# [TASK REQUIREMENTS]
Put the lines of the records below, from the line containing "Target: white edge line" through the end of the records, into a Markdown table with the columns Row and Line. Give each line its own row number and leave out blank lines.

# [SOURCE MATERIAL]
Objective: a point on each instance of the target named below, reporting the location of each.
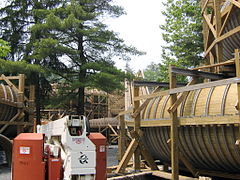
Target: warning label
(24, 150)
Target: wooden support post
(174, 129)
(218, 19)
(237, 64)
(137, 155)
(21, 87)
(122, 139)
(129, 153)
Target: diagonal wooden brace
(129, 153)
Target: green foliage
(182, 33)
(18, 67)
(69, 40)
(4, 48)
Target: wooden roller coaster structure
(196, 127)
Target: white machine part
(77, 151)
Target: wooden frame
(215, 21)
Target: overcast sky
(140, 28)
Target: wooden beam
(18, 116)
(9, 103)
(229, 62)
(195, 73)
(122, 139)
(10, 78)
(128, 154)
(226, 19)
(237, 65)
(204, 5)
(174, 129)
(191, 121)
(218, 26)
(113, 130)
(236, 3)
(137, 120)
(17, 123)
(166, 175)
(224, 36)
(210, 25)
(145, 153)
(143, 105)
(190, 88)
(3, 77)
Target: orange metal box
(27, 157)
(54, 168)
(101, 166)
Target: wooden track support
(174, 129)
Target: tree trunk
(81, 95)
(37, 97)
(82, 77)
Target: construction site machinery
(62, 149)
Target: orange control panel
(101, 165)
(28, 157)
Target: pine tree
(68, 39)
(182, 33)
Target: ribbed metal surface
(206, 147)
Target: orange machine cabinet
(54, 168)
(27, 160)
(101, 166)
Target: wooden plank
(147, 156)
(10, 78)
(224, 36)
(137, 120)
(174, 128)
(122, 139)
(190, 88)
(153, 95)
(210, 25)
(237, 65)
(236, 3)
(113, 130)
(181, 98)
(195, 73)
(226, 19)
(128, 154)
(140, 108)
(143, 105)
(191, 121)
(17, 123)
(9, 103)
(9, 83)
(229, 62)
(218, 26)
(166, 175)
(125, 112)
(204, 6)
(144, 152)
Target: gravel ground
(5, 173)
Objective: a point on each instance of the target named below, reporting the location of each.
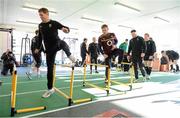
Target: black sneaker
(96, 71)
(0, 82)
(29, 75)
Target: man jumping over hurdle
(107, 45)
(48, 34)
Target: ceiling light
(27, 22)
(125, 26)
(127, 6)
(33, 8)
(91, 19)
(162, 19)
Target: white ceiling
(71, 11)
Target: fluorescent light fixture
(162, 19)
(98, 32)
(26, 22)
(33, 8)
(125, 26)
(127, 6)
(91, 19)
(73, 28)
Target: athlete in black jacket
(51, 42)
(83, 51)
(93, 52)
(35, 42)
(138, 48)
(149, 55)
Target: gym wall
(5, 42)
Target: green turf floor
(29, 91)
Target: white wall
(5, 42)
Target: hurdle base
(12, 112)
(82, 100)
(30, 109)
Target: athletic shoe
(0, 82)
(96, 71)
(148, 77)
(144, 79)
(29, 75)
(38, 74)
(135, 80)
(106, 82)
(72, 59)
(48, 93)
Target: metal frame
(25, 41)
(10, 30)
(70, 96)
(13, 99)
(107, 88)
(131, 78)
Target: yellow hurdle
(70, 96)
(30, 109)
(107, 88)
(13, 98)
(131, 78)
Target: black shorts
(146, 58)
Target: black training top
(150, 47)
(49, 33)
(93, 49)
(83, 49)
(137, 46)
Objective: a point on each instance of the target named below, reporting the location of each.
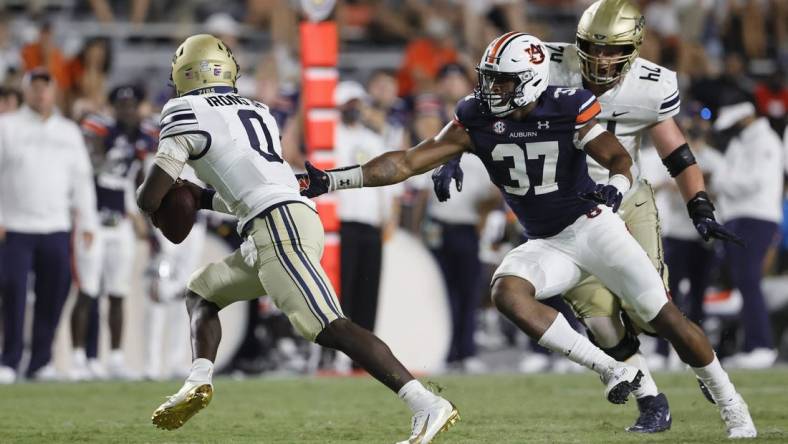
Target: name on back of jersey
(230, 100)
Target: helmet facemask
(503, 92)
(604, 64)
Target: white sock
(717, 381)
(79, 358)
(416, 396)
(647, 385)
(560, 337)
(202, 370)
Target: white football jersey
(241, 154)
(647, 94)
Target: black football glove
(604, 194)
(701, 212)
(314, 182)
(442, 176)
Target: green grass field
(494, 409)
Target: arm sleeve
(177, 117)
(83, 188)
(589, 108)
(174, 151)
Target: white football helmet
(514, 71)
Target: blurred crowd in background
(403, 67)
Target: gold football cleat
(433, 421)
(181, 406)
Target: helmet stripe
(510, 40)
(498, 43)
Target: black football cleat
(654, 415)
(705, 391)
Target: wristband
(206, 199)
(344, 178)
(620, 182)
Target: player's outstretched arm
(605, 148)
(678, 159)
(389, 168)
(396, 166)
(153, 189)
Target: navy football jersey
(121, 160)
(535, 162)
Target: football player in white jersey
(232, 143)
(636, 96)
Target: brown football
(176, 214)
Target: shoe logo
(417, 439)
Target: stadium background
(716, 46)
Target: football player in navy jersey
(638, 99)
(533, 140)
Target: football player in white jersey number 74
(637, 97)
(232, 143)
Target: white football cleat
(620, 382)
(738, 421)
(430, 422)
(190, 399)
(47, 373)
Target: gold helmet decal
(609, 36)
(203, 61)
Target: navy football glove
(701, 212)
(314, 182)
(604, 194)
(442, 176)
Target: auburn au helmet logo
(536, 54)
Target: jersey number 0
(247, 116)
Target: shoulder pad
(177, 117)
(96, 125)
(659, 86)
(469, 112)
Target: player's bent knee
(331, 336)
(625, 349)
(505, 289)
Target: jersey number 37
(519, 175)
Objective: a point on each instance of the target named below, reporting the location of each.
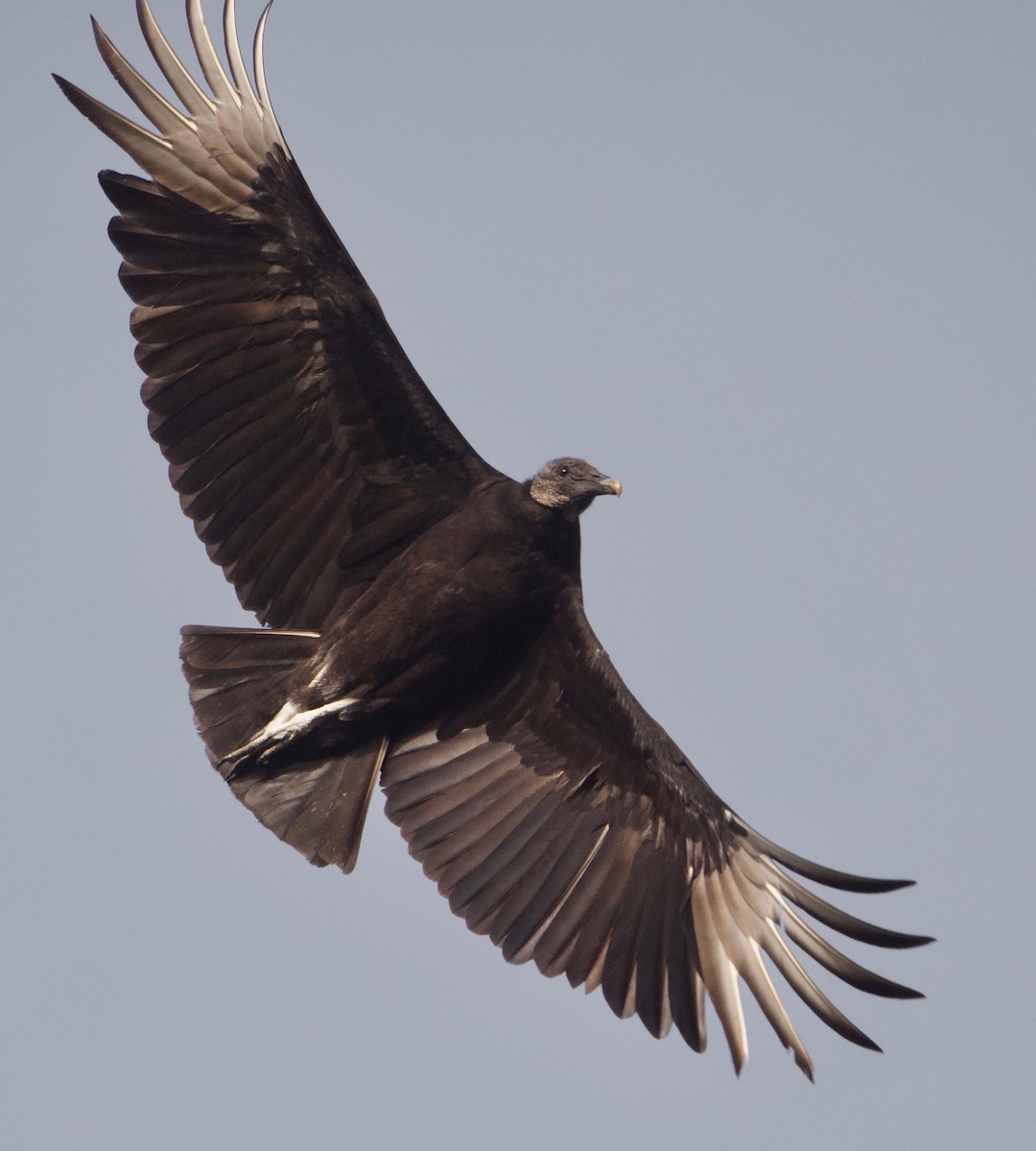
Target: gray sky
(770, 264)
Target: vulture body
(423, 614)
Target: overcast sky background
(770, 264)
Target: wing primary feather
(846, 970)
(828, 876)
(841, 921)
(741, 925)
(207, 57)
(718, 973)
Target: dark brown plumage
(425, 624)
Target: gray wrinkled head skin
(571, 484)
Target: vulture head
(570, 486)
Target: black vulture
(423, 621)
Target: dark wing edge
(302, 441)
(563, 823)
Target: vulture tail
(239, 680)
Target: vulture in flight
(421, 614)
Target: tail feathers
(239, 679)
(317, 807)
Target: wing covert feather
(303, 443)
(559, 820)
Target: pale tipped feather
(210, 153)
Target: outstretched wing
(302, 441)
(561, 821)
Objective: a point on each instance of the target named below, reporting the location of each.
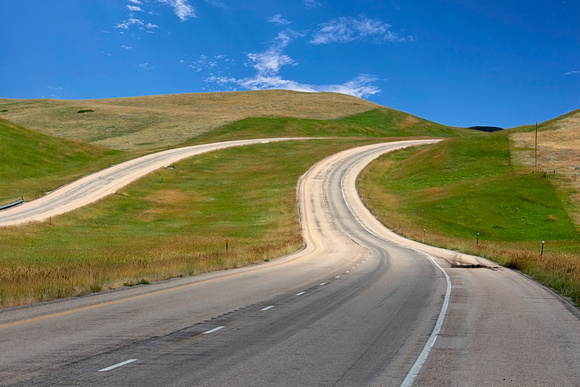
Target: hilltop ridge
(151, 122)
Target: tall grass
(174, 222)
(32, 163)
(374, 123)
(448, 193)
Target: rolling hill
(154, 122)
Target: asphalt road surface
(358, 306)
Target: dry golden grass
(151, 122)
(559, 151)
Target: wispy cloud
(310, 4)
(183, 10)
(270, 61)
(278, 19)
(130, 22)
(349, 29)
(217, 4)
(268, 64)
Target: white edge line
(412, 375)
(117, 365)
(212, 330)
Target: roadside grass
(174, 222)
(374, 123)
(33, 163)
(447, 193)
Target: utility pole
(536, 148)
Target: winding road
(358, 305)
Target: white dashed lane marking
(117, 365)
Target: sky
(456, 62)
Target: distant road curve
(100, 184)
(359, 305)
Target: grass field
(161, 121)
(447, 193)
(33, 163)
(374, 123)
(174, 222)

# [SOLVED PROBLEM]
| Row | Line |
|---|---|
| 1 | Target: white edge line |
| 2 | (412, 375) |
| 3 | (117, 365) |
| 4 | (212, 330) |
| 5 | Target: roadside grass |
| 6 | (174, 222) |
| 7 | (374, 123) |
| 8 | (33, 163) |
| 9 | (447, 193) |
| 10 | Target: utility pole |
| 11 | (536, 148) |
| 12 | Target: winding road |
| 13 | (358, 305) |
| 14 | Target: white dashed lane marking |
| 15 | (117, 365) |
| 16 | Target: sky |
| 17 | (456, 62) |
| 18 | Target: distant road curve |
| 19 | (100, 184) |
| 20 | (359, 305) |
| 21 | Target: grass field |
| 22 | (161, 121) |
| 23 | (447, 193) |
| 24 | (33, 163) |
| 25 | (374, 123) |
| 26 | (174, 222) |